DIRECTIONS:
Below is a listing. Gather each line of it that contains "front".
○ ○ ○ ○ ○
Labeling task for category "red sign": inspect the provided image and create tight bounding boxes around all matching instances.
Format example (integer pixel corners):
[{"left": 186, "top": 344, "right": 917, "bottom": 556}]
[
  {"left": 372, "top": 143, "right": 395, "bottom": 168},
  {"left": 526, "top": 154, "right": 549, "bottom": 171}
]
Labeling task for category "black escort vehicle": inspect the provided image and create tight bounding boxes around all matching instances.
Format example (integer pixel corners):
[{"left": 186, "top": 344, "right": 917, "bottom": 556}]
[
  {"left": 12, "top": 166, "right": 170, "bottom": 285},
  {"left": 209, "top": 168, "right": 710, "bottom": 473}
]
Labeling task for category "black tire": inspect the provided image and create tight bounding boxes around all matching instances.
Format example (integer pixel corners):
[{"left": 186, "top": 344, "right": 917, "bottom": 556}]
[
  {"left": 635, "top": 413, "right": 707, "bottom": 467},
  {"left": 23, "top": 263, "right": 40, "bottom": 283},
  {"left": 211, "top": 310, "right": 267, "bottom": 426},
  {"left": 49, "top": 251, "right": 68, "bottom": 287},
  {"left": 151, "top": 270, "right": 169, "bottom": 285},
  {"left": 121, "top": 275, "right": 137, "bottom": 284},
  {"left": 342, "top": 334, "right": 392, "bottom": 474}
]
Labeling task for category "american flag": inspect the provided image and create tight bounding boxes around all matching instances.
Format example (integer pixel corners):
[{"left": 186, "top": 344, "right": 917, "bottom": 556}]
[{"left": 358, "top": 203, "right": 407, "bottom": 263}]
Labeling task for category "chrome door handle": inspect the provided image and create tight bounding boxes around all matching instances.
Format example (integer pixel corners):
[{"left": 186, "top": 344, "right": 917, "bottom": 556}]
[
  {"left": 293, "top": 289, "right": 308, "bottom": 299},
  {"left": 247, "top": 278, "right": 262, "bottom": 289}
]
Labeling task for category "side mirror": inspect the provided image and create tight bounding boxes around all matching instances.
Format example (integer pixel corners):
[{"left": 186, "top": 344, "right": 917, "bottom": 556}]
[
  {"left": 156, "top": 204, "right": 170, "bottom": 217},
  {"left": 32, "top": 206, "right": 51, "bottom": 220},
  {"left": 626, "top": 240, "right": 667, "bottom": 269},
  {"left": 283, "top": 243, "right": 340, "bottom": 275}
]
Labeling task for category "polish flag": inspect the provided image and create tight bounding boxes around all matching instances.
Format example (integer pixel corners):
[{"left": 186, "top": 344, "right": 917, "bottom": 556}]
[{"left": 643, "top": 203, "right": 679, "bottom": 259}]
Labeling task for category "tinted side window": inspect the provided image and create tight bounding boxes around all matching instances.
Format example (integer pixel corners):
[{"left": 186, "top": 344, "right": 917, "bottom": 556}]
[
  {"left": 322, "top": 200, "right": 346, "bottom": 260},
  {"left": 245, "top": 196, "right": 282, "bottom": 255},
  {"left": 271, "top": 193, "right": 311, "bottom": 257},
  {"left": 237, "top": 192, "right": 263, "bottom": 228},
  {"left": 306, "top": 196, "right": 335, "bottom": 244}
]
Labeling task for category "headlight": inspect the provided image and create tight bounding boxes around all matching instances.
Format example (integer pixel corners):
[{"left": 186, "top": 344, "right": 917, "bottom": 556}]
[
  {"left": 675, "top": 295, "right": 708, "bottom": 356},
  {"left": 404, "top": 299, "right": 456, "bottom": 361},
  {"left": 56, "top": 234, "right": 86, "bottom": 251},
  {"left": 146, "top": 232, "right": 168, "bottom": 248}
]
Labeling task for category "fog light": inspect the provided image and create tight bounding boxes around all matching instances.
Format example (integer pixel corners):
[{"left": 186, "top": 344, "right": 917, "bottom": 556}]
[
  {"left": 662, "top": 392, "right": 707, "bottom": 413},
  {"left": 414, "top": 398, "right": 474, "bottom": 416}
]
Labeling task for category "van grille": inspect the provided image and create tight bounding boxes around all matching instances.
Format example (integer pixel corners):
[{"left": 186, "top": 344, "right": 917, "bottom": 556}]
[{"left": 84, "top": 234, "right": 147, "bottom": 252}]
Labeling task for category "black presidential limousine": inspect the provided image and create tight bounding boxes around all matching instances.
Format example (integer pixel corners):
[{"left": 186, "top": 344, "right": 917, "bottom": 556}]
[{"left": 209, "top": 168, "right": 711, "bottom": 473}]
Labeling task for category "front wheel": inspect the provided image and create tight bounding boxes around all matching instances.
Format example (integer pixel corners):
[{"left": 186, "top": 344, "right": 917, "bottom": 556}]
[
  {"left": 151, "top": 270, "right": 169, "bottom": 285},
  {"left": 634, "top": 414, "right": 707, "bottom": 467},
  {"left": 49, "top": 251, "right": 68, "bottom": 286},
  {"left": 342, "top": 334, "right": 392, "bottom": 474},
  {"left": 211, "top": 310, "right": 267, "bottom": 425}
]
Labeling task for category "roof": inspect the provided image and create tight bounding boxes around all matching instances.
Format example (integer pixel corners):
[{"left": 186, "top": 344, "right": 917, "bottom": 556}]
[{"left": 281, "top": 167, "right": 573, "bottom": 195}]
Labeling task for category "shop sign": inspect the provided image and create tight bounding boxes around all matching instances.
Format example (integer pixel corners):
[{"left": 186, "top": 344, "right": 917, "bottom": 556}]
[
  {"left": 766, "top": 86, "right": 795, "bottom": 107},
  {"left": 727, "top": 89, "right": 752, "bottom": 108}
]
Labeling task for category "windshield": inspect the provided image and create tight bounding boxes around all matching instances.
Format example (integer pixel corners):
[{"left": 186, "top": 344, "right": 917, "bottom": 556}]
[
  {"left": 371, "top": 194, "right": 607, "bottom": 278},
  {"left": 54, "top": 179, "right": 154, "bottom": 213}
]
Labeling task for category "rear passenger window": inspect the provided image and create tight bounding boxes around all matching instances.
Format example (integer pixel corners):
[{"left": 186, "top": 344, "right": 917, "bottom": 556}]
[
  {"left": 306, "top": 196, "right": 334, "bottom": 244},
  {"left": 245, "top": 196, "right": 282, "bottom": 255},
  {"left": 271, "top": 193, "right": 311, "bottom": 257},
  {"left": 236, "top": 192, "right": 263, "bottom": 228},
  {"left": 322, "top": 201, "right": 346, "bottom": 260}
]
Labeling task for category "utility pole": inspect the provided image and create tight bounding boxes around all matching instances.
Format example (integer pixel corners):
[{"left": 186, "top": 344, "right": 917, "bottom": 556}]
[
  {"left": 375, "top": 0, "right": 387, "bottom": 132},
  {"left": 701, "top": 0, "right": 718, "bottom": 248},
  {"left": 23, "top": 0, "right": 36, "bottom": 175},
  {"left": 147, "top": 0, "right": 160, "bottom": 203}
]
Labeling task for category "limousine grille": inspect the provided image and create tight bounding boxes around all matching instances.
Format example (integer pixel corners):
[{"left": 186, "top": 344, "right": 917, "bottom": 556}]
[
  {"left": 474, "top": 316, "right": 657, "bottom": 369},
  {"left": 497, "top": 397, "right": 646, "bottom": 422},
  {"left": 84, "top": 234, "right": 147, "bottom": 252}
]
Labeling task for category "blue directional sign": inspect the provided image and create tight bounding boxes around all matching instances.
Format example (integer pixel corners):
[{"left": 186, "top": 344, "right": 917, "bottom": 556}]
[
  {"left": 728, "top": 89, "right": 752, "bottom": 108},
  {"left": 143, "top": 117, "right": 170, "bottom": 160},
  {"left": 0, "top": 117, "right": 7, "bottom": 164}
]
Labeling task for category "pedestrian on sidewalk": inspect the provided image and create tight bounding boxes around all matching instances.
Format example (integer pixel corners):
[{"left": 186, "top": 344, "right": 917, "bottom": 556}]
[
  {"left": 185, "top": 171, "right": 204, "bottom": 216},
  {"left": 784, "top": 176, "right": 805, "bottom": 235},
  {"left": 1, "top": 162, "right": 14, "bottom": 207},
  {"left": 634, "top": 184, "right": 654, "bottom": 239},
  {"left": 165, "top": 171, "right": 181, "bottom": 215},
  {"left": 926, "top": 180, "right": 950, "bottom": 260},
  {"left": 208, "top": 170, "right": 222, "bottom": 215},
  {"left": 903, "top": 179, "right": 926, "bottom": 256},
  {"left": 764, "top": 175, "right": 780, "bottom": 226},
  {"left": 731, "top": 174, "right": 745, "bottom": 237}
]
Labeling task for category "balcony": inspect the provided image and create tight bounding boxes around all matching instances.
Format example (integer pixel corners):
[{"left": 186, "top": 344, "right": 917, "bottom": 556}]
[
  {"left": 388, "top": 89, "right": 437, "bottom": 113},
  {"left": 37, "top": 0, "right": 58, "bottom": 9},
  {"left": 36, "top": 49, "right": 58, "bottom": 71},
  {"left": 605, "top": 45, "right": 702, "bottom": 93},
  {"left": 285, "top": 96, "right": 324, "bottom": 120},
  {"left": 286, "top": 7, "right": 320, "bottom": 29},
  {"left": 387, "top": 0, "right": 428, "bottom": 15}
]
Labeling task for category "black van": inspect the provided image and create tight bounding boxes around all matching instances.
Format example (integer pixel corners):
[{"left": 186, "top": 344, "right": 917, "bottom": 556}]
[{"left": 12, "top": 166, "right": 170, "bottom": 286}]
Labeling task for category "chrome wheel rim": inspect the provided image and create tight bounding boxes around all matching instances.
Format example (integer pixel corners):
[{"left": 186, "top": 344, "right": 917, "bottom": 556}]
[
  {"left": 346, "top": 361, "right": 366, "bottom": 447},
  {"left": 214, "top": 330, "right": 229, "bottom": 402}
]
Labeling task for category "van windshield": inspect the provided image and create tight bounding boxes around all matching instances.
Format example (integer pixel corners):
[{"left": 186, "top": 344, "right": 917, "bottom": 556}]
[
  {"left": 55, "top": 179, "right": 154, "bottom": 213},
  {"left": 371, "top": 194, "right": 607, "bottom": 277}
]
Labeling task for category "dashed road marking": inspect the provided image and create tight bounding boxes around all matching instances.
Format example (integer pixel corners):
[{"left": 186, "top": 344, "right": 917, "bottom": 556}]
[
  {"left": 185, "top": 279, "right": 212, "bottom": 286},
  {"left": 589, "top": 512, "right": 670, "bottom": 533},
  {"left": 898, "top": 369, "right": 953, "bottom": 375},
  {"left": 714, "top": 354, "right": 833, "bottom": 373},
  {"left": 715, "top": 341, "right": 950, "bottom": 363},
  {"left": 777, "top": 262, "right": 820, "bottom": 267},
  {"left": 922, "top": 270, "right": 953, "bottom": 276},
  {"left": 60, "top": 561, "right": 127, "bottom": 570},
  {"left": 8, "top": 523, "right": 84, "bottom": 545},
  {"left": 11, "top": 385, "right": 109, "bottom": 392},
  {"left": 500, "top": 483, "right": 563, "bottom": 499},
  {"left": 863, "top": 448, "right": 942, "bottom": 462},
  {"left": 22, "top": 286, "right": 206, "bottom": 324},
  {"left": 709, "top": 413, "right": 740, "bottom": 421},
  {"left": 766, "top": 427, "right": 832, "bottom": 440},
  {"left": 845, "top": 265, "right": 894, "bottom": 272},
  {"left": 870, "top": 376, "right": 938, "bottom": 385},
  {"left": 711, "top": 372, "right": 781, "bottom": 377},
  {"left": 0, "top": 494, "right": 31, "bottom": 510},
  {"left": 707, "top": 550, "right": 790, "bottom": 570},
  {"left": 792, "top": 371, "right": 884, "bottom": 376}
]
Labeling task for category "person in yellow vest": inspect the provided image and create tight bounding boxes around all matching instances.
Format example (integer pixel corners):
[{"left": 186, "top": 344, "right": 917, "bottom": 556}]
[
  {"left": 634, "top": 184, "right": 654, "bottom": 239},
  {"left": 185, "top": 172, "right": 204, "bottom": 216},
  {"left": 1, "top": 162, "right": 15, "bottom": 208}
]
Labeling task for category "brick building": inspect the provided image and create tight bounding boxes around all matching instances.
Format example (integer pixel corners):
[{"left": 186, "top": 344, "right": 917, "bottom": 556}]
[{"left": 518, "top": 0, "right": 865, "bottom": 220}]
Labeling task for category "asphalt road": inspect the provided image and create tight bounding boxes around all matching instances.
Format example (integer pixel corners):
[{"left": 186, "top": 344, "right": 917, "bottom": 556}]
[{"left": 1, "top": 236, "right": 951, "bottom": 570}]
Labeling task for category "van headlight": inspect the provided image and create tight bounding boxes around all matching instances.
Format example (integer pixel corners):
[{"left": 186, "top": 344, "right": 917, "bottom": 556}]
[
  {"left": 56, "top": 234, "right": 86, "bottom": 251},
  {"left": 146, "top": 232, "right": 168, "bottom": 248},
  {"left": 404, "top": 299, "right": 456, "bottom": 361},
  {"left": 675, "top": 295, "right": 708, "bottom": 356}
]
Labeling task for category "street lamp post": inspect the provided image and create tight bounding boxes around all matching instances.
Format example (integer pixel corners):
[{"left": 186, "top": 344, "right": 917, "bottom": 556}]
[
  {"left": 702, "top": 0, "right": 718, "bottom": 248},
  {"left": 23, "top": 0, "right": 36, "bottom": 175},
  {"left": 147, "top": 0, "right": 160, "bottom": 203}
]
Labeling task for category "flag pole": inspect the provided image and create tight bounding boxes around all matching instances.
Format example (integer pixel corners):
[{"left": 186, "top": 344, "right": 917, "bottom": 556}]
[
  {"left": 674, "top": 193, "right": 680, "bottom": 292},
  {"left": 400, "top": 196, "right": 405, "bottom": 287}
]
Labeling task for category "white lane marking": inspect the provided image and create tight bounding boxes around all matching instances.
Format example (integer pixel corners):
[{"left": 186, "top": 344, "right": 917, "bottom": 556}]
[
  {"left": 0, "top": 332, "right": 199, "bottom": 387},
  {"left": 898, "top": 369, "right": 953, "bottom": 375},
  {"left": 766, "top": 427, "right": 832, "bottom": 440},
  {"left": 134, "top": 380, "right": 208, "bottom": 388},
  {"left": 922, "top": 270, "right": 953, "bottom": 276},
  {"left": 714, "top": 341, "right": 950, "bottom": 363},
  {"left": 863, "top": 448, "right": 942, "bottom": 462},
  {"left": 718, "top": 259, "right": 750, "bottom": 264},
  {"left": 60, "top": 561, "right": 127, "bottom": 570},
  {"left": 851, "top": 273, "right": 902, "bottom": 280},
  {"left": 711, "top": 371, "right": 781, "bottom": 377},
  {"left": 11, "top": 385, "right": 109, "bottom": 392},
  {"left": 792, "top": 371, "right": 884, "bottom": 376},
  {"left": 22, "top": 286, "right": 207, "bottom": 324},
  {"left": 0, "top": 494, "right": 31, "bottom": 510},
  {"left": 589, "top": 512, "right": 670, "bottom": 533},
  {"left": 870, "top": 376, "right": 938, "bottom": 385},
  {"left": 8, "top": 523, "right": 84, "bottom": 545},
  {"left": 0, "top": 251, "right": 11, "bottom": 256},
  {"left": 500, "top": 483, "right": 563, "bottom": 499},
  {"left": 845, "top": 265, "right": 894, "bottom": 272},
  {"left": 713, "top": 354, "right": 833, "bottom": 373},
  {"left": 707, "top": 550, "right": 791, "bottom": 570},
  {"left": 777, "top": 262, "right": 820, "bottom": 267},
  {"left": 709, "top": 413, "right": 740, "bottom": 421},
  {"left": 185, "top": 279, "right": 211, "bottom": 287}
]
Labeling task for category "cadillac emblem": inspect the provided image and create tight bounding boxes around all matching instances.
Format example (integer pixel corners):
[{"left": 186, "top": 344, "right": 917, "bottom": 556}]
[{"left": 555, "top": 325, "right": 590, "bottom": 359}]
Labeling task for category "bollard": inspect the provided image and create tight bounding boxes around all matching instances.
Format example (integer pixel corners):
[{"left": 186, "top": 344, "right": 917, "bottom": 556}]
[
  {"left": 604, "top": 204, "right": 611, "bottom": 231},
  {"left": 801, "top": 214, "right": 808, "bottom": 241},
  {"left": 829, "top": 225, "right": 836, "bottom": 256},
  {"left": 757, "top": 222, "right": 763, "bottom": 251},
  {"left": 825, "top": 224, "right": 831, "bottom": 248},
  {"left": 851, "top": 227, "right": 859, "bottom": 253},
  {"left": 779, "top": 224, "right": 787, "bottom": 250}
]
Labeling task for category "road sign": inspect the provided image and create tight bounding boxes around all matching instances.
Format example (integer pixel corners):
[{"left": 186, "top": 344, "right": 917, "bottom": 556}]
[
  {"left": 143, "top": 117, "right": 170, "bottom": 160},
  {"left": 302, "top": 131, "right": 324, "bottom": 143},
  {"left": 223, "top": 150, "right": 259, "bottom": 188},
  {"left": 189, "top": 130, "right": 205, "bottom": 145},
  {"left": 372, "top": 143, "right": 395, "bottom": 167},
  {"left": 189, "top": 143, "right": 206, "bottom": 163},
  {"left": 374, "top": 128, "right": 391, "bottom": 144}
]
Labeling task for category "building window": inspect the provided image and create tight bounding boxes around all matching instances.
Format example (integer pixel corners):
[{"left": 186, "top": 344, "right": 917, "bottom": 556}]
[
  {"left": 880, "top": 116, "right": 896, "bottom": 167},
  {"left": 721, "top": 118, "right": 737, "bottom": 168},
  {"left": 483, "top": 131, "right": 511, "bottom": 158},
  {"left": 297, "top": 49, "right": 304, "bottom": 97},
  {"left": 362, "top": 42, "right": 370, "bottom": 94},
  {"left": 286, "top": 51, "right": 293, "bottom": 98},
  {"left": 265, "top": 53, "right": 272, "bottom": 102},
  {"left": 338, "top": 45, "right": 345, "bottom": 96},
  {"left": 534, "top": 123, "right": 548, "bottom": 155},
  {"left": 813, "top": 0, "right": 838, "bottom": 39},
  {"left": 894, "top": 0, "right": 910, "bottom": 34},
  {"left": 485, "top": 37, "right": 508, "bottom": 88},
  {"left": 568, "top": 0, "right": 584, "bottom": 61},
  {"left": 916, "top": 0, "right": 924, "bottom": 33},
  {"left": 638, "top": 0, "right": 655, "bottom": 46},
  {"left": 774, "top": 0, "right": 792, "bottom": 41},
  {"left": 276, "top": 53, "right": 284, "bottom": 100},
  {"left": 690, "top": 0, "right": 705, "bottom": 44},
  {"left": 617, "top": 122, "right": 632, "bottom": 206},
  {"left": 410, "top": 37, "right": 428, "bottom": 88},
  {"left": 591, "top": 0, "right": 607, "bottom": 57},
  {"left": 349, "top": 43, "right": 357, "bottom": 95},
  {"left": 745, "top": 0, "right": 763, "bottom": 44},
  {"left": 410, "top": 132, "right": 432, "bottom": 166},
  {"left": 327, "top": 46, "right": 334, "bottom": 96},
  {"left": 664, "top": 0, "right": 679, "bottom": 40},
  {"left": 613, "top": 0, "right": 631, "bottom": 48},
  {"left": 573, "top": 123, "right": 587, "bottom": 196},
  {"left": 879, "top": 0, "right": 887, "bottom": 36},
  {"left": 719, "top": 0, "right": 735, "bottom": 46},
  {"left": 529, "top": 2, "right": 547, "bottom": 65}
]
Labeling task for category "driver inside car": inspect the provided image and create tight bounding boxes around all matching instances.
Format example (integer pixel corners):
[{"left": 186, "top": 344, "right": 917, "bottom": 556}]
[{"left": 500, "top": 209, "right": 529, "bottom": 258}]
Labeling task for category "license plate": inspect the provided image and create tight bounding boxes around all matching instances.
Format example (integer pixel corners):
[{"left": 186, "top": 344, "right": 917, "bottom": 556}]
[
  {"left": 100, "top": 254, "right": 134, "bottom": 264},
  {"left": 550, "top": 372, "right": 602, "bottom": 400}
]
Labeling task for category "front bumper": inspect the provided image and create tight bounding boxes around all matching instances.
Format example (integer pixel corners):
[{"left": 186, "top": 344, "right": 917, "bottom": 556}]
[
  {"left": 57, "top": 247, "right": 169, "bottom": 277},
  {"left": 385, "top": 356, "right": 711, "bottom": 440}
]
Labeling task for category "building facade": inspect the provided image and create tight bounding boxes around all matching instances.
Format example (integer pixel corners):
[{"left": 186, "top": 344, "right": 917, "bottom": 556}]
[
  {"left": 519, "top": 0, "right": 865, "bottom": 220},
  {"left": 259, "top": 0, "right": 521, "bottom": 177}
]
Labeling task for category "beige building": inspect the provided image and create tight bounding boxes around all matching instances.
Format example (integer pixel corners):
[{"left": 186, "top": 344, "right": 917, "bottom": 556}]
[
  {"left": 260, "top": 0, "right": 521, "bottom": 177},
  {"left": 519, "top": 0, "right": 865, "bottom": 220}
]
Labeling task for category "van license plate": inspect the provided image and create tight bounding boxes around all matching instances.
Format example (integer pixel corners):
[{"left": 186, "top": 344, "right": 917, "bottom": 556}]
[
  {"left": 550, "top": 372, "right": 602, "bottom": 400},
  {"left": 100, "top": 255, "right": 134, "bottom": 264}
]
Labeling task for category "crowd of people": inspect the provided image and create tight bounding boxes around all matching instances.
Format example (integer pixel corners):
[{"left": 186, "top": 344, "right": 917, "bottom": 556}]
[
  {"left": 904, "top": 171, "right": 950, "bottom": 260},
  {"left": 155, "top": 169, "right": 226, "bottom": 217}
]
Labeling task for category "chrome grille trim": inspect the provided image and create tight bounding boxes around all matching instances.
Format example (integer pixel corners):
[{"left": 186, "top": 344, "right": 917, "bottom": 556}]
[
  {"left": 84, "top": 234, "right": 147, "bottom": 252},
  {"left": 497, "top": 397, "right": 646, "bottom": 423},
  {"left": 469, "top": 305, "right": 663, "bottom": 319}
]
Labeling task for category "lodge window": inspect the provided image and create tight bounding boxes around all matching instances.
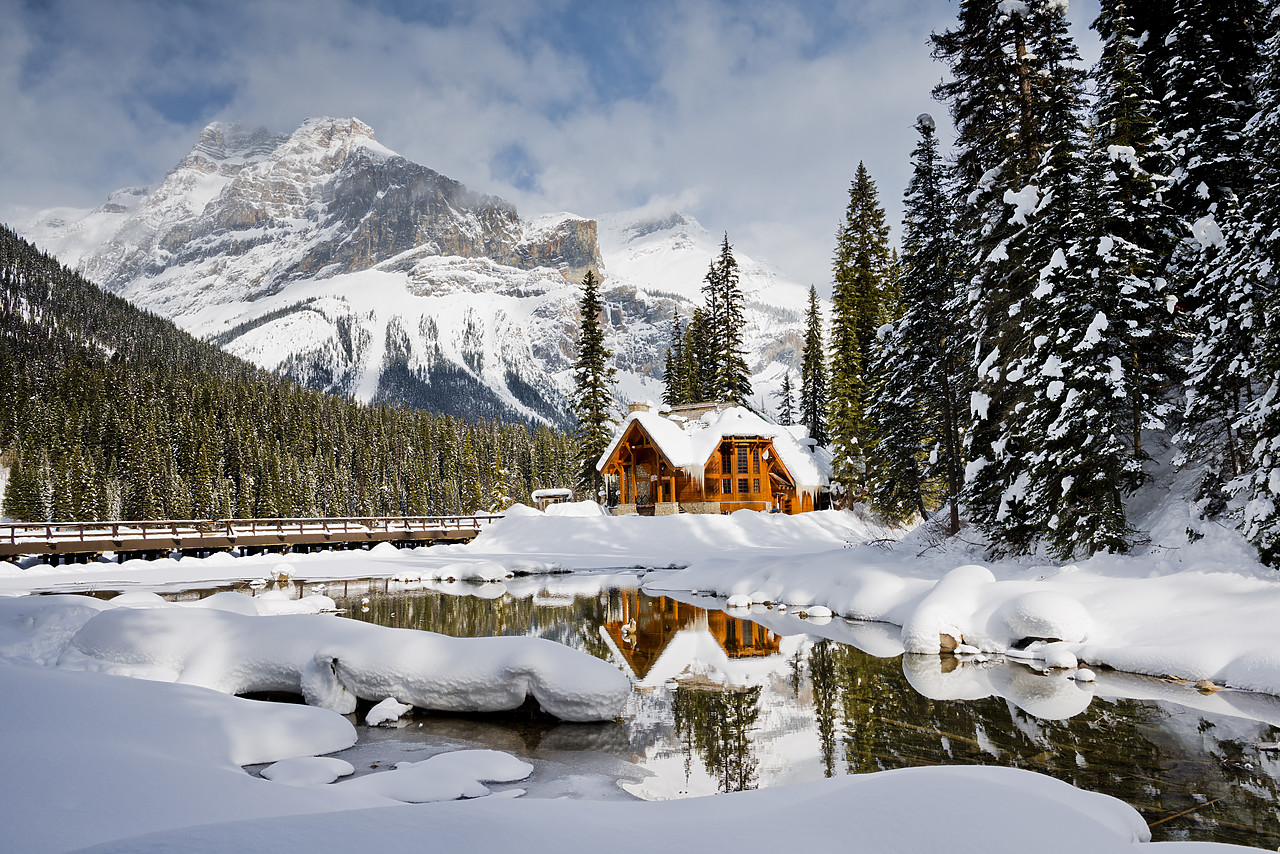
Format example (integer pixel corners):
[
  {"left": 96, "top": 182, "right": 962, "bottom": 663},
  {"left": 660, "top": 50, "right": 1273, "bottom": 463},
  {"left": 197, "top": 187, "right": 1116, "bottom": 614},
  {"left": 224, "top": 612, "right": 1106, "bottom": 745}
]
[
  {"left": 753, "top": 478, "right": 760, "bottom": 494},
  {"left": 753, "top": 450, "right": 760, "bottom": 475},
  {"left": 738, "top": 478, "right": 749, "bottom": 494},
  {"left": 723, "top": 478, "right": 732, "bottom": 494},
  {"left": 721, "top": 449, "right": 732, "bottom": 474},
  {"left": 737, "top": 446, "right": 749, "bottom": 474}
]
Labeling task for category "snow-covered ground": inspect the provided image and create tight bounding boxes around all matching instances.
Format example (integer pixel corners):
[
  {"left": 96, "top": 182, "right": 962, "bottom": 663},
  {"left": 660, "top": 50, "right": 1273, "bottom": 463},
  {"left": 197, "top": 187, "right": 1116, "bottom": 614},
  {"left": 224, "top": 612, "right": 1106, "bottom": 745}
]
○ ○ ○ ○ ○
EXERCISE SOLUTION:
Labeling task for category "front wheel": inspect the provided image and create tight bounding boxes around all matching instances.
Labeling task for category "front bumper": inspect the provided image and create tight bounding boxes around all matching instances.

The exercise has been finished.